Instructions to follow
Output every entry exactly as written, but omit the pictures.

Object outline annotations
— BEGIN —
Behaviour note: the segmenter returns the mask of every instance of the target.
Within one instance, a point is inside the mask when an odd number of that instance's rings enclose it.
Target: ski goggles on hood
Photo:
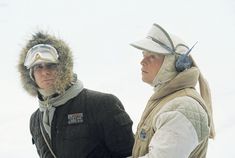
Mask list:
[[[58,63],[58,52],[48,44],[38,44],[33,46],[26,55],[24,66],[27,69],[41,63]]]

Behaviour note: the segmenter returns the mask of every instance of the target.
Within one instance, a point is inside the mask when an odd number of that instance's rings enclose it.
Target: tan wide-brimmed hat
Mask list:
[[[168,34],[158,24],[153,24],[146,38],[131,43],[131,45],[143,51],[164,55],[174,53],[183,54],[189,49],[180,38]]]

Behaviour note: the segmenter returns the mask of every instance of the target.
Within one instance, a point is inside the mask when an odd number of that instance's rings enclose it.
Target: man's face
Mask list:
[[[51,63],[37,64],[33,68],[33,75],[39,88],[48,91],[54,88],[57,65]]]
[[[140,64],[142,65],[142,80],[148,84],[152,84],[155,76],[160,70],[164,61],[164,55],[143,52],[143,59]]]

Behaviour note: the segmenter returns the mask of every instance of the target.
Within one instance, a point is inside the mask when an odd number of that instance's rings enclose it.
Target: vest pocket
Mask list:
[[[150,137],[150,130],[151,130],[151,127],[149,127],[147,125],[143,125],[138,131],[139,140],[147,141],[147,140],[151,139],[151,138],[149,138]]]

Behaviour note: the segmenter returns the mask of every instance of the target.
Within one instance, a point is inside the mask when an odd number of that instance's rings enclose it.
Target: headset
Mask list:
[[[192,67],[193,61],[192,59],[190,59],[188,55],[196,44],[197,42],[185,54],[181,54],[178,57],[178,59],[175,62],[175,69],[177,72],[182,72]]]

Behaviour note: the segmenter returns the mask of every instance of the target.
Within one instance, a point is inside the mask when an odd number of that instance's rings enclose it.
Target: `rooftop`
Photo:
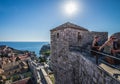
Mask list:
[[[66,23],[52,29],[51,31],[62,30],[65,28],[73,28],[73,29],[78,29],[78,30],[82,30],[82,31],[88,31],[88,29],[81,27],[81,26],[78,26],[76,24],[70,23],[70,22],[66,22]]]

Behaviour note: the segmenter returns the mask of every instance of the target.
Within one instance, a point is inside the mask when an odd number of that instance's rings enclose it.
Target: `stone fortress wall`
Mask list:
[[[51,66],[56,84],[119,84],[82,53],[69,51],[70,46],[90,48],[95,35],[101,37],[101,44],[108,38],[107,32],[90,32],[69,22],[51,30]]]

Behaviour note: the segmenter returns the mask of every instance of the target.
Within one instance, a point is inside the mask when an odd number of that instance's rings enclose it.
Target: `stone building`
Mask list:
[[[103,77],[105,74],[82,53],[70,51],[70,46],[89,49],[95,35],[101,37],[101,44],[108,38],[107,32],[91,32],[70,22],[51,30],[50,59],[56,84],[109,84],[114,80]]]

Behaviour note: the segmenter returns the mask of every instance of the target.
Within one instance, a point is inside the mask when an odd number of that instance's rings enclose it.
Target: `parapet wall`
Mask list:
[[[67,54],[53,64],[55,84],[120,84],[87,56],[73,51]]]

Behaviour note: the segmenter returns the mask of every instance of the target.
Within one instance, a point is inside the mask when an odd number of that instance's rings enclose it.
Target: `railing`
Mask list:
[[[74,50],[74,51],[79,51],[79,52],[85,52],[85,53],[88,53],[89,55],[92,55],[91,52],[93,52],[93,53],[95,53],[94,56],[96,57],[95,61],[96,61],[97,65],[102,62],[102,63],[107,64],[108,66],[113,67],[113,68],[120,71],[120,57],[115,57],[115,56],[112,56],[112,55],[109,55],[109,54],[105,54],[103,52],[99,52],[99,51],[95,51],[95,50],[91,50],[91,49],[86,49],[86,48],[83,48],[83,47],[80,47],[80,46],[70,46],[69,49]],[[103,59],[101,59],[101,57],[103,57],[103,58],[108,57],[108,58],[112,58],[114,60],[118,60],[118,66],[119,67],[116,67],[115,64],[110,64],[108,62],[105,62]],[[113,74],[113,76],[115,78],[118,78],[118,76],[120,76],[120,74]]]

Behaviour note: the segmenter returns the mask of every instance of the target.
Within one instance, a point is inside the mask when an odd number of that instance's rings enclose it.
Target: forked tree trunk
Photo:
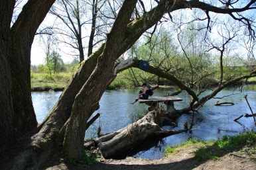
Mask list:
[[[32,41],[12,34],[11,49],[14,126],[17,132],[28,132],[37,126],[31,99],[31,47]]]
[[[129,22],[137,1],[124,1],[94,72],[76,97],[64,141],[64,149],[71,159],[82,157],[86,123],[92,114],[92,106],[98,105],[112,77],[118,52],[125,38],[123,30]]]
— END —
Full output
Behaviour note: the segmenter returns the mask of every instance of the target.
Within one instance, a point is inside the mask when an odd number of that instance's rings enclose it.
Target: ski goggles on hood
Photo:
Mask list:
[[[58,63],[58,52],[48,44],[38,44],[33,46],[26,55],[24,66],[27,69],[41,63]]]

Behaviour note: the segmenter returns the mask of every instance of the target.
Within one instance, a point is inside the mask when an odd number of that instance's rings enclose it.
Target: tan wide-brimmed hat
Mask list:
[[[168,34],[158,24],[153,24],[146,38],[131,43],[131,45],[143,51],[164,55],[174,53],[183,54],[189,49],[180,38]]]

Behaviour note: the segmenter returns the mask of every instance of the target.
Within one instance, a point is inside the mask when an odd number of that instance's rings enclose it.
Target: man's face
Mask list:
[[[51,63],[37,64],[33,68],[33,75],[39,88],[48,91],[54,88],[57,65]]]
[[[140,64],[142,65],[142,80],[148,84],[152,84],[155,76],[160,70],[164,61],[164,55],[143,52],[143,59]]]

Behaviour note: the segmenter returns the mask of every instance of the target.
Within one instance, a point is inside the mask when an odd number of that instance's rings enclose it.
Target: vest pocket
Mask list:
[[[150,137],[150,130],[151,130],[151,127],[149,127],[147,125],[143,125],[138,131],[139,140],[147,141],[147,140],[151,139],[151,138],[149,138]]]

Behaviour note: the segmenter returns the mask of every instance of the target.
Within one instance, a point is inside the mask when an odd number of that instance's rings enclose it.
Target: headset
Mask list:
[[[192,67],[193,61],[192,59],[190,59],[188,55],[196,44],[197,42],[185,54],[181,54],[178,57],[178,59],[175,62],[175,69],[177,72],[182,72]]]

Behaviour note: the segmenter returns the mask of every instance of the target.
Within one instance, a point is inside the mask when an odd number of that instance's rings enclose it.
Target: `rooftop`
Photo:
Mask list:
[[[66,23],[52,29],[51,31],[62,30],[65,28],[73,28],[73,29],[78,29],[78,30],[82,30],[82,31],[88,31],[88,29],[81,27],[81,26],[78,26],[76,24],[70,23],[70,22],[66,22]]]

Behaviour note: the segmenter returns the mask of every instance of the target.
Within one instance, a point is inside the mask when an odd number of that instance's rings enclose it.
Target: `stone fortress wall`
Mask list:
[[[51,66],[56,84],[119,84],[82,53],[69,51],[70,46],[90,48],[95,35],[101,37],[101,44],[108,38],[107,32],[90,32],[69,22],[51,30]]]

Behaviour note: the segmenter returns the mask of every instance of the target.
Within one instance, a point is inside the mask when an odd number of that instance's rings enclose it.
Target: `stone building`
Mask list:
[[[103,77],[105,74],[82,53],[70,51],[70,46],[89,49],[95,35],[101,37],[101,44],[108,38],[107,32],[91,32],[70,22],[51,30],[50,59],[56,84],[109,84],[114,80]]]

Behaviour note: the segmenter returns the mask of every instance of the target.
Within one instance, a point is inside the mask when an odd number of that instance's rings enclose it.
Target: `parapet wall`
Mask list:
[[[67,54],[53,64],[55,84],[120,84],[87,56],[73,51]]]

Behaviour note: the segmenter returns the mask of every instance of the target.
Within one instance, a point is inside the mask when an odd number of that instance's rings enclose it.
Target: `railing`
Mask list:
[[[74,50],[74,51],[79,51],[79,52],[85,52],[85,53],[88,53],[89,55],[92,55],[91,52],[93,52],[93,53],[95,53],[94,56],[96,57],[95,61],[96,61],[97,65],[102,62],[102,63],[107,64],[108,66],[113,67],[113,68],[120,71],[120,57],[115,57],[115,56],[112,56],[112,55],[109,55],[109,54],[105,54],[103,52],[99,52],[99,51],[95,51],[95,50],[91,50],[91,49],[86,49],[86,48],[83,48],[83,47],[80,47],[80,46],[70,46],[69,49]],[[103,59],[101,59],[101,57],[103,57],[103,58],[108,57],[108,58],[112,58],[114,60],[118,60],[118,66],[119,67],[116,67],[115,64],[110,64],[108,62],[105,62]],[[113,74],[113,76],[115,78],[118,78],[118,76],[120,76],[120,74]]]

Behaviour note: the segmenter returns the mask of every instance of the target.
Within one instance, a point is inside the mask when an odd number of that instance's rings enclose it.
Target: forked tree trunk
Photo:
Mask list:
[[[32,41],[12,34],[11,49],[14,126],[17,132],[28,132],[37,126],[31,99],[31,47]]]
[[[129,22],[137,1],[124,1],[94,72],[76,97],[64,141],[64,149],[71,159],[82,157],[86,123],[92,114],[92,106],[98,105],[112,77],[118,52],[125,38],[123,30]]]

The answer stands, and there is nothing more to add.